WHAT THIS TASK INVOLVES: From the first line to the last, write out the records below exactly as they appear.

(Point localization data)
Segment Open

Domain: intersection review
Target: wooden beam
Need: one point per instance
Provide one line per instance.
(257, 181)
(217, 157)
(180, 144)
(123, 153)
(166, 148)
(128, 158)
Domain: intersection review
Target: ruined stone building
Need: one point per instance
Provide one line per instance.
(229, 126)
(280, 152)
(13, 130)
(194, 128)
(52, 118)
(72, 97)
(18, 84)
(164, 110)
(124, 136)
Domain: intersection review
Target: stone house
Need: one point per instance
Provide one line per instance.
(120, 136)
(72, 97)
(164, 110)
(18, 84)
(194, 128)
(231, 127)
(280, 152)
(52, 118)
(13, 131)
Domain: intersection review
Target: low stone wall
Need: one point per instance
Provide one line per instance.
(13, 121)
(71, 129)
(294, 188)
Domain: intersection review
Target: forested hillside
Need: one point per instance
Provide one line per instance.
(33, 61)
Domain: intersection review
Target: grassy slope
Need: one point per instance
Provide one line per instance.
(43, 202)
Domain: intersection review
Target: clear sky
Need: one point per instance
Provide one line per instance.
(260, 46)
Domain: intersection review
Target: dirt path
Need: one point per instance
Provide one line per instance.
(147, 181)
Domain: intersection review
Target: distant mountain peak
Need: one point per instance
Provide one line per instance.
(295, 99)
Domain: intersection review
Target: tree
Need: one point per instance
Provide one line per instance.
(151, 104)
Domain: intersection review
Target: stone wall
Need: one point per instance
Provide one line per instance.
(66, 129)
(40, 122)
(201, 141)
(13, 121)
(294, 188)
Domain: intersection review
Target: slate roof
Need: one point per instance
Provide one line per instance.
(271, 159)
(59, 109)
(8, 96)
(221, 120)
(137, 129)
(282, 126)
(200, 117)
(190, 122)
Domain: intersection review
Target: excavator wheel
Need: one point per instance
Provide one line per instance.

Segment Closed

RESPONSE FOR THIS EXERCISE:
Domain: intersection review
Target: wooden beam
Need: one point per instance
Provide one line per instance.
(257, 181)
(217, 157)
(180, 144)
(123, 153)
(166, 148)
(128, 158)
Domain: intersection review
Target: ruined stone building
Need: one point per instance
Provide one line per instance.
(229, 126)
(280, 152)
(13, 130)
(194, 128)
(52, 118)
(72, 97)
(18, 84)
(164, 110)
(124, 136)
Domain: intersection review
Target: stone house
Need: one point per instance
Provide one line per instance.
(120, 136)
(72, 97)
(164, 110)
(18, 84)
(194, 128)
(231, 127)
(280, 152)
(52, 118)
(13, 131)
Domain: intersection review
Target: low stone wall
Need: one point per instance
Provide one line per instance.
(13, 121)
(71, 129)
(294, 188)
Domain: intersection review
Target: forested hillside
Need: one point per instance
Provide one line per instance.
(33, 61)
Domain: intersection review
Target: grassy slope
Need: one point per instance
Provide one line per instance.
(43, 202)
Domain: intersection review
Target: clear sky
Need: one point per instance
Provide one line per instance.
(260, 46)
Domain: intersection review
Target: dirt path
Need: one point per instance
Provide one line per instance.
(147, 181)
Domain: intersection review
Target: distant mountain peak
Need: one point per instance
Provide one line per instance.
(295, 99)
Domain: intersection review
Target: tree
Need: one point per instance
Provide one line per instance.
(151, 104)
Domain: intersection review
Target: stone wall
Need: one point per instance
Provide one line per instance.
(66, 129)
(40, 122)
(201, 141)
(13, 121)
(294, 188)
Domain: intersection review
Target: slate roof
Need: one point per instance
Provide one line per instance.
(271, 159)
(59, 109)
(8, 96)
(221, 120)
(137, 129)
(282, 126)
(200, 117)
(190, 122)
Domain: intersection review
Target: excavator wheel
Need: one point per instance
Provide one line per instance.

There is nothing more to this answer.